**Data supplied:**
(begin)
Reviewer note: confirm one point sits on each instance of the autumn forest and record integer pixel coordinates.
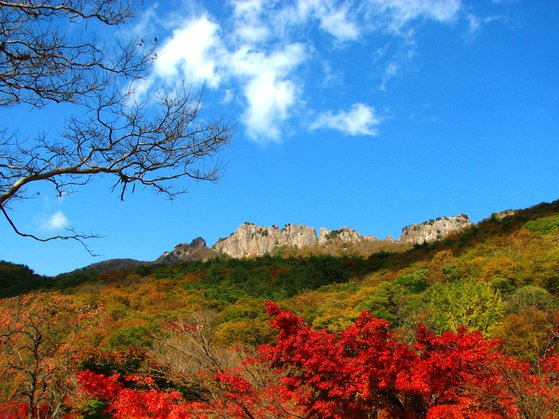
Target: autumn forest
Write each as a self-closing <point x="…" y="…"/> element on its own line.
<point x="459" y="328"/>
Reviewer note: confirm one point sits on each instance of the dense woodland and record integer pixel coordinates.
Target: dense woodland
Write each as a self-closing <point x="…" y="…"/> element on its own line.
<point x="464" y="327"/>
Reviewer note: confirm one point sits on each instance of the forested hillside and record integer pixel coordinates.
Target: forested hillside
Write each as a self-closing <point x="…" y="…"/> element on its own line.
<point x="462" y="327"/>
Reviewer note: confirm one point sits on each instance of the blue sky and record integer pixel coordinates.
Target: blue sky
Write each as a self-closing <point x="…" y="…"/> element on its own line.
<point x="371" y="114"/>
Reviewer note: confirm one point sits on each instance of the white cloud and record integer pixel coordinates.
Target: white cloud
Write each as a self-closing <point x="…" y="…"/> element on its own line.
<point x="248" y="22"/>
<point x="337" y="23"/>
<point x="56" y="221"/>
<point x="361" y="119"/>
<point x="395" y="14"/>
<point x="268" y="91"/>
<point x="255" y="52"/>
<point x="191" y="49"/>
(end)
(begin)
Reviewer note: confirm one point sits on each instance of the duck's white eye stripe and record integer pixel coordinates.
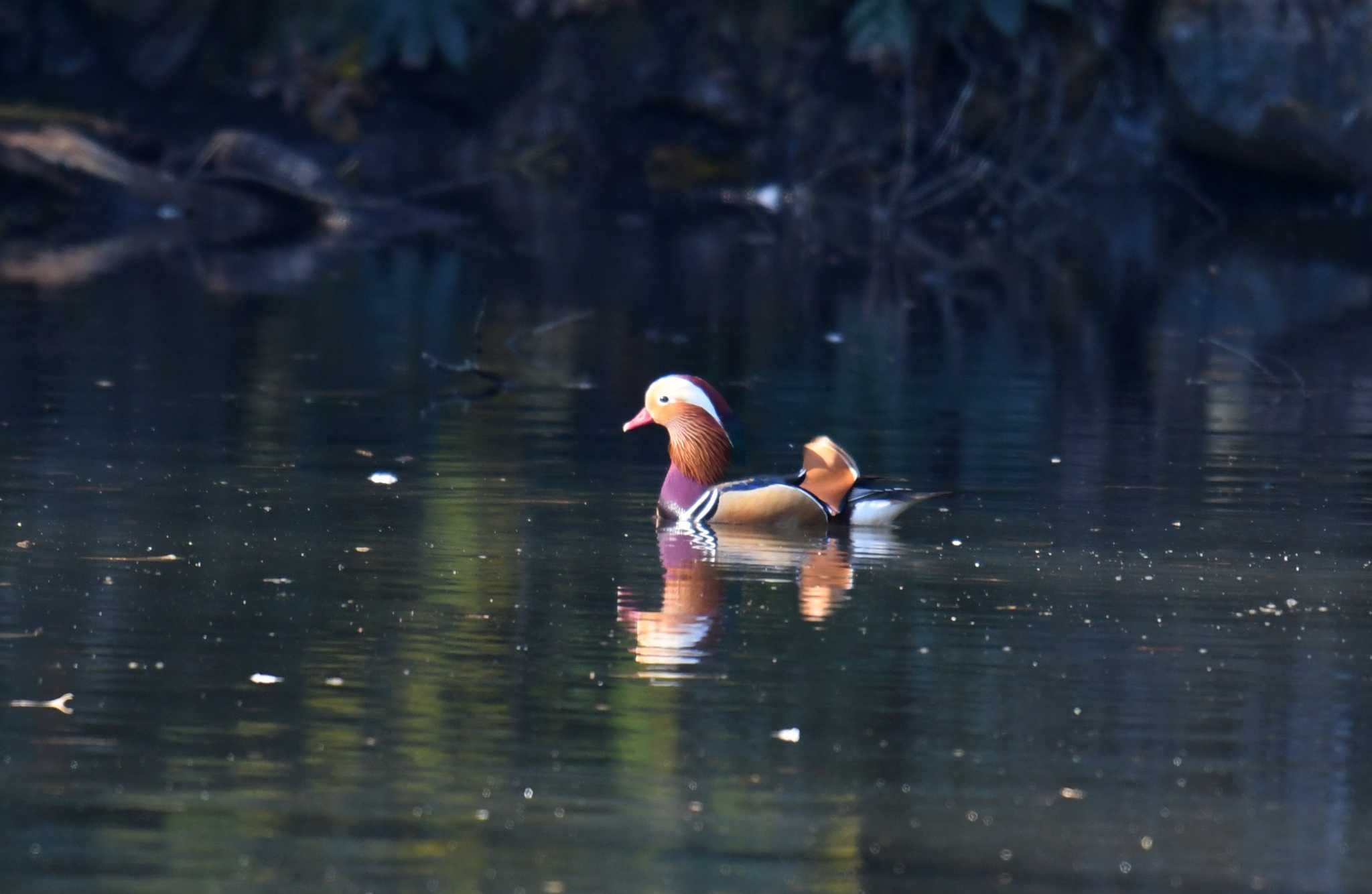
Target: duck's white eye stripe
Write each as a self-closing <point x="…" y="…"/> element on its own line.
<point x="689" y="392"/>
(end)
(begin)
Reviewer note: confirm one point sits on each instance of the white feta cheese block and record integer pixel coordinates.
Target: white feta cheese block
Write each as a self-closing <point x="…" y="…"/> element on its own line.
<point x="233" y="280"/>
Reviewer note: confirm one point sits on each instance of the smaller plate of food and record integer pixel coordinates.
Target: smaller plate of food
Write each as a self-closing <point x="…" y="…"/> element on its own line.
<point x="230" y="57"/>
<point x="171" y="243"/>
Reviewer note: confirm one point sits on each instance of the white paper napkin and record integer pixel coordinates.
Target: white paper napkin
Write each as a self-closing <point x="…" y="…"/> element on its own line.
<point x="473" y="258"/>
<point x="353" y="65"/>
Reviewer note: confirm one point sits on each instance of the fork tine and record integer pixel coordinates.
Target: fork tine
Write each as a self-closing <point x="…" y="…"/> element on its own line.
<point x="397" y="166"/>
(end)
**Short problem:** Count the lines in the items above that contain the string "cheese", treating uppercase and lowercase as different. Reply with the number alone.

**Solution:** 2